[A run of records]
|---|

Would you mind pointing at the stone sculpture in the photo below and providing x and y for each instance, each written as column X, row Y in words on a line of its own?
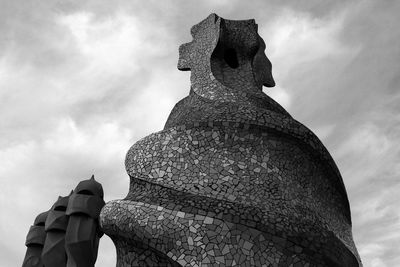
column 233, row 179
column 68, row 234
column 83, row 233
column 53, row 254
column 35, row 241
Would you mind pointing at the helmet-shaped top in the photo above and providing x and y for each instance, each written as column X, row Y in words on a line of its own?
column 90, row 187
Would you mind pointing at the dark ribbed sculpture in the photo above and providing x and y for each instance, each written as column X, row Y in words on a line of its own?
column 68, row 234
column 35, row 242
column 233, row 179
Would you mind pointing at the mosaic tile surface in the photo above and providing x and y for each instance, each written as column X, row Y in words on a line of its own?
column 233, row 179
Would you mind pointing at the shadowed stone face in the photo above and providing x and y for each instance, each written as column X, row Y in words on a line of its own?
column 232, row 179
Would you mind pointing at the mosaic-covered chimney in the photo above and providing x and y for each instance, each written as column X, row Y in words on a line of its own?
column 233, row 179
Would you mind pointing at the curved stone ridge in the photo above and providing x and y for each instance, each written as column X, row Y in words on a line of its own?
column 232, row 179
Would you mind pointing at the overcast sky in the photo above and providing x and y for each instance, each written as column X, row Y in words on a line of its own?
column 81, row 81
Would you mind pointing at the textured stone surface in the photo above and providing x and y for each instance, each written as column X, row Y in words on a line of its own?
column 35, row 241
column 68, row 234
column 233, row 179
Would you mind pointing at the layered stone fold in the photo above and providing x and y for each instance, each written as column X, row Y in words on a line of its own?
column 232, row 179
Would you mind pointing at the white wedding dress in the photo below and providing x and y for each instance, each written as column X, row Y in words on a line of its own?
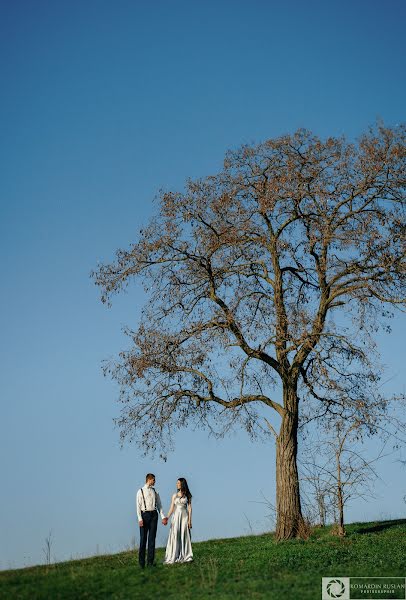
column 179, row 546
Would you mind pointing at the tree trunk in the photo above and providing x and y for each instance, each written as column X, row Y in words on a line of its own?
column 288, row 510
column 322, row 508
column 340, row 498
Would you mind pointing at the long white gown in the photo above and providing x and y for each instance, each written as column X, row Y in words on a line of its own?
column 179, row 546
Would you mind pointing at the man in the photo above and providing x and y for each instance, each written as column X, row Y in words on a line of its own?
column 148, row 502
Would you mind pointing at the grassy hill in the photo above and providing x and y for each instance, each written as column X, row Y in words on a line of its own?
column 245, row 567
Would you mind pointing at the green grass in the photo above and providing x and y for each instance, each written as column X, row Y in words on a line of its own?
column 245, row 567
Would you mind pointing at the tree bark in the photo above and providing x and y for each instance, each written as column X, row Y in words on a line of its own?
column 288, row 509
column 340, row 498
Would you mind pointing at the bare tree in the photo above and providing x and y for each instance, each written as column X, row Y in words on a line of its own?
column 254, row 275
column 316, row 487
column 338, row 470
column 47, row 548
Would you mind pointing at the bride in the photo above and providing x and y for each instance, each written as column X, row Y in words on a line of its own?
column 179, row 546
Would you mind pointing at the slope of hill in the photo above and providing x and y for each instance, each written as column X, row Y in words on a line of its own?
column 246, row 567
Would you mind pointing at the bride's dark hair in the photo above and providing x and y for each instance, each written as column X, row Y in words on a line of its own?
column 184, row 488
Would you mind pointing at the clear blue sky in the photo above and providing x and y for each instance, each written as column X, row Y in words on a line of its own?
column 103, row 103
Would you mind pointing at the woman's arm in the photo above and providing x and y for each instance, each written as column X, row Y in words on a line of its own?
column 172, row 505
column 189, row 508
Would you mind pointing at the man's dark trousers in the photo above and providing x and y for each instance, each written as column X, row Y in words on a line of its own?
column 150, row 520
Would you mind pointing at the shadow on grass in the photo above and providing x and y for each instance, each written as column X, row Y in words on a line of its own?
column 379, row 526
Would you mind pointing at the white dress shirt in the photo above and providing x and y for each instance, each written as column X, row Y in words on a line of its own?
column 152, row 500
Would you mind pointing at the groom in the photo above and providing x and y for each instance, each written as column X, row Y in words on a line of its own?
column 148, row 502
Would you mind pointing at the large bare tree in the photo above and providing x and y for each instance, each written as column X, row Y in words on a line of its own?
column 271, row 275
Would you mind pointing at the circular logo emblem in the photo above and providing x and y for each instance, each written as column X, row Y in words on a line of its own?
column 335, row 588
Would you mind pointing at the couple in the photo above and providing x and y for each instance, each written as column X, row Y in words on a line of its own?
column 179, row 546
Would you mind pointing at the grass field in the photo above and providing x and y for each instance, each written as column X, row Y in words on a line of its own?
column 245, row 567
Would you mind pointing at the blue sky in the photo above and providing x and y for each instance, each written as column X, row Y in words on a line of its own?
column 102, row 104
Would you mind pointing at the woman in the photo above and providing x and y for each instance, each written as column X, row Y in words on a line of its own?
column 179, row 546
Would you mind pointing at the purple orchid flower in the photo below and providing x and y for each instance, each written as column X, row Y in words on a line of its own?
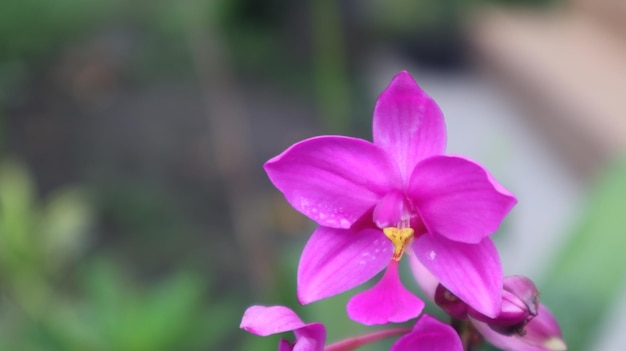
column 264, row 321
column 428, row 334
column 375, row 201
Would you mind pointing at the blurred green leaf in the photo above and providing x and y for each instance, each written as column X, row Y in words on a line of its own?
column 588, row 275
column 65, row 222
column 17, row 211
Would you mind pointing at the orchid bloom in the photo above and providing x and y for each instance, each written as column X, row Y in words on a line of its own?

|---|

• **The exercise**
Copy every line of the listing above word for word, omitting the pictures.

• **Written reply**
Would you mind pointing at the stone sculpture in the photo below and providing x and y for each instance, each written as column X, row Y in words on a line of its own?
column 233, row 179
column 68, row 234
column 83, row 233
column 53, row 254
column 35, row 241
Would you mind pointing at the helmet-shaped top in the photo above and providing x and y for each instance, each written as column X, row Y in words on a line of its own?
column 90, row 187
Would you mind pointing at the dark ribbed sculpture in the photo above and providing x and y for each instance, each written as column X, row Y in words on a line of its own?
column 68, row 234
column 35, row 242
column 233, row 179
Would you mind pointing at the mosaic tile surface in the photo above and providing x and y for each instance, each written as column X, row Y in words on a line of its own?
column 233, row 179
Would you mind pointing at the shadowed stone face in the photo above and providing x and y for each instance, each written as column X, row Y in words on a line of its own?
column 232, row 179
Would you mind pointing at the mosaic-covered chimney in the photo above and providing x and y for each instance, each written as column X, row Y in words on a line of its own?
column 233, row 179
Would you mind pointing at the curved stone ridge in the photo above and providing x and y for each instance, each written as column X, row Y in words on a line of its own?
column 232, row 179
Would you mind pointing at the overcast sky in the photo above and providing x and y for each instance, each written as column X, row Y in words on a line of its own?
column 81, row 81
Would you mind pointing at the textured stone surface in the photo above and providing x and y for each instance, each written as column X, row Y in words on a line of its own?
column 35, row 241
column 68, row 234
column 233, row 179
Would you mind pointing at the layered stone fold in the photo above and providing x and y for each instance, each written as column X, row Y in words on a line of its own?
column 232, row 179
Would you mind pointing at the white wedding dress in the photo below and providing x and y for each instance, each written as column X, row Y in words on a line of its own?
column 179, row 546
Would you mind pointing at the tree trunk in the photo above and providing x and y for each instance, each written as column X, row Y in words on a line of its own?
column 288, row 510
column 322, row 508
column 340, row 498
Would you mind pointing at the long white gown in the photo above and providing x and y for each instance, each written as column X, row Y in words on a line of its own?
column 179, row 546
Would you mind pointing at the man in the photo above and providing x and y for each instance, each written as column X, row Y in words on a line of its own?
column 148, row 502
Would you mind pointing at the grassy hill in the photo above and providing x and y for each instance, each written as column X, row Y in words on a line of its own?
column 245, row 567
Would you mind pointing at the green grass in the photo above and providing x and y for each instance, each written as column X, row Y in words on a line of its own?
column 245, row 567
Would you mind pointing at the tree bark in the photo above and providing x and y for each instance, each written as column X, row Y in words on a line of its own?
column 288, row 509
column 340, row 498
Would you mind pointing at the bare tree in the photo above and providing x and y for each instance, each written as column X, row Y in words on a line of its own?
column 254, row 275
column 316, row 487
column 338, row 470
column 47, row 548
Would you mind pointing at the bride in the photo above and providing x and y for each instance, each written as column X, row Y in words on a line of its own?
column 179, row 546
Would you mind pointing at the slope of hill in the photo above and providing x and y for each instance, each written as column X, row Y in words on a line of its own?
column 246, row 567
Would you mind pointing at the bride's dark hair in the photo above and providing x and y for each instance, each written as column X, row Y in words on a line of its own?
column 184, row 488
Would you mind pointing at the clear blue sky in the photo above and providing x and y for each instance, each written as column X, row Y in words on a line of its own?
column 103, row 103
Would you mind pointing at the woman's arm in the photo above and providing x and y for each instance, each written as column X, row Y in words on a line of its own?
column 172, row 505
column 189, row 508
Would you mind pointing at the man's dark trousers in the photo above and providing x and y for each instance, each written as column X, row Y in words on a line of its own?
column 150, row 520
Would you mind pointing at the shadow on grass in the photo above and providing x and y for each instance, each written as column X, row Y in words on a line of its own?
column 379, row 526
Would you mind pointing at the white dress shirt in the photo above and providing x and y for each instance, each written as column X, row Y in words on a line of its own?
column 152, row 500
Would you mind pointing at the groom in the photo above and providing x and y for each instance, each written as column X, row Y in words on a line of its own?
column 148, row 502
Would you mind pointing at the large bare tree in the photo above and providing x and y for each instance, each written as column X, row Y in words on a line of its own?
column 271, row 275
Would you mind pointing at the circular logo emblem in the photo above and providing x and y for each instance, each written as column X, row Y in words on a line of its own?
column 335, row 588
Would you mind pointing at the couple in the photo above and providing x and y for each instance, each written as column X, row Y in words on a line of its own?
column 179, row 546
Would you mind pointing at the grass field in the photo above and providing x and y for each instance, each written as column X, row Y in words on a line of its own?
column 245, row 567
Would you mind pointing at the blue sky in the photo above and providing x and y for each instance, each written as column X, row Y in words on a line of its own?
column 102, row 104
Would you mind pointing at the woman in the photo above and providing x and y for each instance, each written as column X, row Y in words on a line of its own?
column 179, row 546
Would you mind pointing at the purple orchid flower in the photo below and providing x and y for each instance, each written as column X, row Y in words on a line of its own?
column 264, row 321
column 428, row 334
column 375, row 201
Would you mind pointing at the blurred green leaf in the photo above and providing x and y for each instance, each written as column X, row Y in words on a line of its own?
column 588, row 275
column 65, row 222
column 17, row 211
Would you mind pointing at the orchid bloom in the photo above and providing x and y for each instance, each written as column X, row Y in words on a line of its own?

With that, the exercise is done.